Can you retype the passage of the GraphQL data loader article that starts with "This article contains" and goes on through "to the end.", keeping every word and mark unchanged?
── QUOTED PASSAGE
How to create GraphQL data loaders for Entity Framework?

#software-development #dotnet #graphql #data-storage

This article contains specific information potentially useful for users of both the GraphQL .NET and Entity Framework Core libraries. This article described the process to get by the result. If you just want inspiration for a generic data loader, feel free to skip to the end.

GraphQL is an amazing framework for creating (re)usable API’s. Don’t ask me why, but I ended up stuck with Entity Framework Core as my data access layer. When you are trying to develop a well thought out, usable and performant API you will get to use the data loader rather sooner than later.

Figuring out how to work with the data loader I absolutely refuse to write the same kind of code over and over again. I did not feel like writing a different data loader resolver for each and every entity type I need to retrieve in my API. If this is also the case for you, read on!

The dataloader itself

Feel free to skip this part if you know about the dataloader. This part is mainly for people just starting out with the dataloader, or completely unfamiliar with it.

Just to refresh on the data loader mechanism shipped with the GraphQL.net library. This mechanism is only there to help you retrieve data somewhat efficiently in batches. Imagine the following data structure (from one of my hobby projects):

flight {
    departure {
        airfield {
            name
        }
        time
    }
    arrival {
        airfield {
            name
        }
        time
    }
}

The departure and arrival objects are of the same type, but represent a different piece of information. The way this information would be retrieved without dataloader is as follows:

All queried flights are retrieved from the database
For each flight result a database request for departure information is made
- This departure type requests information about the airfield this flight departed from
For each flight another request for it’s arrival information is made
- For which a request for airfield information is made again.

For a single result in the result set (which is usually about 20 items long), about 5 requests need to be made. For a full page of information this results in 100 database roundtrips, which obviously is not performant.

Assuming we have a 15ms latency to the database server from our dev machine, and each database call takes about 5ms, this would become a 2 second call. All but performant.
────
── PROVIDED RECORDS
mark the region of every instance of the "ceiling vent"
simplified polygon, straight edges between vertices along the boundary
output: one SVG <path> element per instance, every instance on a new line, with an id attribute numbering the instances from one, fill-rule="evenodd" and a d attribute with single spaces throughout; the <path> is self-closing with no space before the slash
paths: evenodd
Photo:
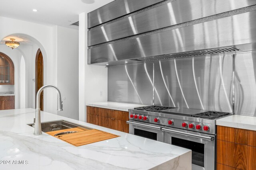
<path id="1" fill-rule="evenodd" d="M 161 55 L 148 57 L 140 58 L 138 59 L 131 59 L 130 60 L 141 61 L 150 61 L 154 60 L 160 60 L 177 59 L 179 58 L 189 57 L 198 57 L 206 55 L 212 55 L 225 53 L 232 53 L 238 51 L 240 51 L 240 50 L 232 47 L 226 47 L 199 50 L 173 54 Z"/>
<path id="2" fill-rule="evenodd" d="M 75 26 L 79 26 L 79 21 L 78 21 L 77 22 L 74 23 L 72 24 L 71 24 L 70 25 L 75 25 Z"/>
────
- **THE OUTPUT**:
This article contains specific information potentially useful for users of both the GraphQL .NET and Entity Framework Core libraries. This article described the process to get by the result. If you just want inspiration for a generic data loader, feel free to skip to the end.